Records contained in a dataset
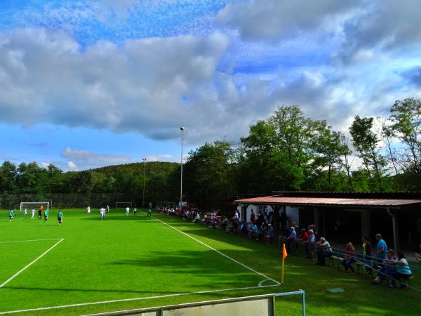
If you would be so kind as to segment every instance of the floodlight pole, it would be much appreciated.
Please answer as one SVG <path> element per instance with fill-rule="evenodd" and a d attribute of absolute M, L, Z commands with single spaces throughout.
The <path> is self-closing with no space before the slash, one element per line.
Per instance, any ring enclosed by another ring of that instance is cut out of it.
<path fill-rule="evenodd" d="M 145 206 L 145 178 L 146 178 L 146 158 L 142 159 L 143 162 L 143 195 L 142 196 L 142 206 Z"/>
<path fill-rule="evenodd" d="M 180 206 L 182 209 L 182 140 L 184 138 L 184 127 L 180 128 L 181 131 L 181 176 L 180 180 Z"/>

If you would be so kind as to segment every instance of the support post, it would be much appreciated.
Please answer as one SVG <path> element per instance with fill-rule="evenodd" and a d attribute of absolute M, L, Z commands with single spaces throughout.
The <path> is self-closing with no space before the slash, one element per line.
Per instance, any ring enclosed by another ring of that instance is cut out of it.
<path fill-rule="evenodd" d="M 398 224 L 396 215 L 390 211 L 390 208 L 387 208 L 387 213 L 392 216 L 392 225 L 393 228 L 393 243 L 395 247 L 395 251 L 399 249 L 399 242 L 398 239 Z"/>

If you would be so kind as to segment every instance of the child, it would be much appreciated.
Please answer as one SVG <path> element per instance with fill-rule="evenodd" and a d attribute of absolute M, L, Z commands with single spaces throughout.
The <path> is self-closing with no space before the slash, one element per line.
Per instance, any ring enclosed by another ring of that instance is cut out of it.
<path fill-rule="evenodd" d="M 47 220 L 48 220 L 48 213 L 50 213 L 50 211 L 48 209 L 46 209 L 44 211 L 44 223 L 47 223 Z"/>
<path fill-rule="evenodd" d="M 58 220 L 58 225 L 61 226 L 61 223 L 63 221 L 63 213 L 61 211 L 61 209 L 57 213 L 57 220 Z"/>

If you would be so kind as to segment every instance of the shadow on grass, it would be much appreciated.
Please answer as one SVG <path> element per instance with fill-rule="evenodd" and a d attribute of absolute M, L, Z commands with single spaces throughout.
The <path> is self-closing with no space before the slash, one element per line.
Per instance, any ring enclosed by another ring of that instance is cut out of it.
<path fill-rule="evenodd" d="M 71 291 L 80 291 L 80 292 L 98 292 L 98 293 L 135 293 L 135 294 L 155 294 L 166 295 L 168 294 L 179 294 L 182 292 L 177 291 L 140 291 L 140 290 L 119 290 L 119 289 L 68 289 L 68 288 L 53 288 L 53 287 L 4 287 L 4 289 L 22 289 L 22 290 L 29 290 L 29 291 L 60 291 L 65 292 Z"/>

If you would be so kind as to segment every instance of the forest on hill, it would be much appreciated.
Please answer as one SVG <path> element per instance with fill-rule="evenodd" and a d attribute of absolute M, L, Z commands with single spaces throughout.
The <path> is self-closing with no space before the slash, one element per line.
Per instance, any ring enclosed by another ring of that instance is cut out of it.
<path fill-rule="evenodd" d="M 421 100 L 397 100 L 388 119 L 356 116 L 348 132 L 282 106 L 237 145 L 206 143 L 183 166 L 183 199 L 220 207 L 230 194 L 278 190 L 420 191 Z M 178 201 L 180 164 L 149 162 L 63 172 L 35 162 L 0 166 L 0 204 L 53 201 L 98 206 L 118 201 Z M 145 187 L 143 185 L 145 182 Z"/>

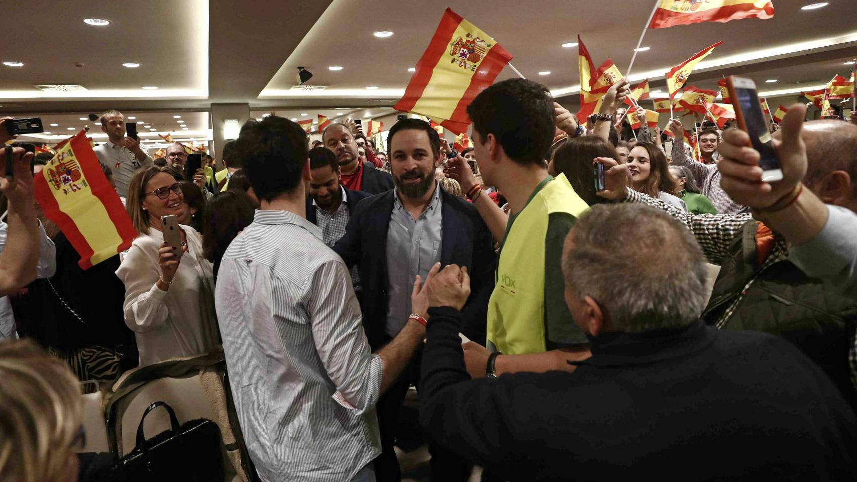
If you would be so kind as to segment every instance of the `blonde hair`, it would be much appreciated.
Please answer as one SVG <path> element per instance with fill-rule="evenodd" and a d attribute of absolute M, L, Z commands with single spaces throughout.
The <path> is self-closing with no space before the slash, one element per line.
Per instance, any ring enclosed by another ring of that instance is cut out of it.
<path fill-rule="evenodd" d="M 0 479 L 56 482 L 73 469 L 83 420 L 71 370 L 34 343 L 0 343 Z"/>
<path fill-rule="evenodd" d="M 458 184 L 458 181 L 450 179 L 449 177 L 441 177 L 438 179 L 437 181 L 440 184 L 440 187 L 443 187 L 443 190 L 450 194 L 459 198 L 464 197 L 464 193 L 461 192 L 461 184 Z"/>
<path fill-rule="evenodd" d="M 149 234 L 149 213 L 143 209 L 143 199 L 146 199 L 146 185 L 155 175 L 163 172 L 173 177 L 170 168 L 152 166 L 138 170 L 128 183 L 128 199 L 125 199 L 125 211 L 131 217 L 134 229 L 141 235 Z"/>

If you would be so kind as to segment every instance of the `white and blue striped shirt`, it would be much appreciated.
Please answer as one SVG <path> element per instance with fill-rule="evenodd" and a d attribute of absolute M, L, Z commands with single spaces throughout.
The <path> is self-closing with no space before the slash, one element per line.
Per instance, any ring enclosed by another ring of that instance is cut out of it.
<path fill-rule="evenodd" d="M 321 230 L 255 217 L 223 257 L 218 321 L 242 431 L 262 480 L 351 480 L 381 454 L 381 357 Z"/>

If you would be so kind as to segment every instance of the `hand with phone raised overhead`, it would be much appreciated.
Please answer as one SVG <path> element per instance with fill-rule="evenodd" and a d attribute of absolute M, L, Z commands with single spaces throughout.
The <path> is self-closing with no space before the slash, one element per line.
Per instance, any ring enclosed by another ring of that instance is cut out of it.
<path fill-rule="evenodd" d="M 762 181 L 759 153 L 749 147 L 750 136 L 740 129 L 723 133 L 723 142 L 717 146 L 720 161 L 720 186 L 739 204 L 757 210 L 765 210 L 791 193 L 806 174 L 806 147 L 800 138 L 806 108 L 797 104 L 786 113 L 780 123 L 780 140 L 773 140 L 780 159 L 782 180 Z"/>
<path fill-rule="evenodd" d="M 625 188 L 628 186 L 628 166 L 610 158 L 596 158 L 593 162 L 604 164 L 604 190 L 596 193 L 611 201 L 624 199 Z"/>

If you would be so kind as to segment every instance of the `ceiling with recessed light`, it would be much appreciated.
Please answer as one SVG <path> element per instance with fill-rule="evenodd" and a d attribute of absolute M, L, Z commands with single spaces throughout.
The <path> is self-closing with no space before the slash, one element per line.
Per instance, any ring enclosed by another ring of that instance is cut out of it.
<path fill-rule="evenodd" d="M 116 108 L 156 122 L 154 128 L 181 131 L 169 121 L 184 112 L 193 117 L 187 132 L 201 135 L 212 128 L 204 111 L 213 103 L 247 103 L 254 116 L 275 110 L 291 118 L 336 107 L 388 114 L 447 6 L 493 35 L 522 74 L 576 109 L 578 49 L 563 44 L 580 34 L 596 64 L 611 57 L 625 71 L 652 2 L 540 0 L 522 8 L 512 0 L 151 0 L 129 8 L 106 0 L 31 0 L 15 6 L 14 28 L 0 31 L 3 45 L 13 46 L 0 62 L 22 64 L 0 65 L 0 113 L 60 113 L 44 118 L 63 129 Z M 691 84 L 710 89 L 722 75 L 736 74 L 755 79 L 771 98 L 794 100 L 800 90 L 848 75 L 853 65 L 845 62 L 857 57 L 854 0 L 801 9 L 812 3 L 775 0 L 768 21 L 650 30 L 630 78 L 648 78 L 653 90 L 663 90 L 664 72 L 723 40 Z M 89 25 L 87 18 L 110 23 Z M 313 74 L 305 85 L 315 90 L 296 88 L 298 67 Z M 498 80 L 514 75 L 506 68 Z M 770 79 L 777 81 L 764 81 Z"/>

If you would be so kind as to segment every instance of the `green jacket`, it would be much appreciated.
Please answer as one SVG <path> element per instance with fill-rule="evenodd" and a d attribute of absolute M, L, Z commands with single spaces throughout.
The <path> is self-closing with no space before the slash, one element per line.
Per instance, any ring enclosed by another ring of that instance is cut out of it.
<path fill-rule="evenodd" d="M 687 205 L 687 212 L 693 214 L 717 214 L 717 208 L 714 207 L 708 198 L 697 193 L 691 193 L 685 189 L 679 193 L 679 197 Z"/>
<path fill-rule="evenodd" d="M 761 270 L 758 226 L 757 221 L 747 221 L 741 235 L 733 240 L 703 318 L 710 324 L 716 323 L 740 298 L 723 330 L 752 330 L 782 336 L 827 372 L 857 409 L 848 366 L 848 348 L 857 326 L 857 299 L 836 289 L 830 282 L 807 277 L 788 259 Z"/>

- PROBLEM:
Duplicate the rows above, from the line with "child, it would be much appreciated." up to and including the line with "47 220 L 48", keeping every character unchanged.

- WRITTEN RESPONSE:
If you would be so kind as to segment every instance of the child, it would be much appreciated.
Please answer as one SVG <path> element per instance with fill-rule="evenodd" and a d attribute of absolute M, L, Z commands with single spaces throughout.
The <path> is self-closing with no space before the slash, one element per line.
Per instance, any ring enclosed by another ring of that instance is cut out of it.
<path fill-rule="evenodd" d="M 47 220 L 48 220 L 48 213 L 50 213 L 50 211 L 48 209 L 46 209 L 44 211 L 44 223 L 47 223 Z"/>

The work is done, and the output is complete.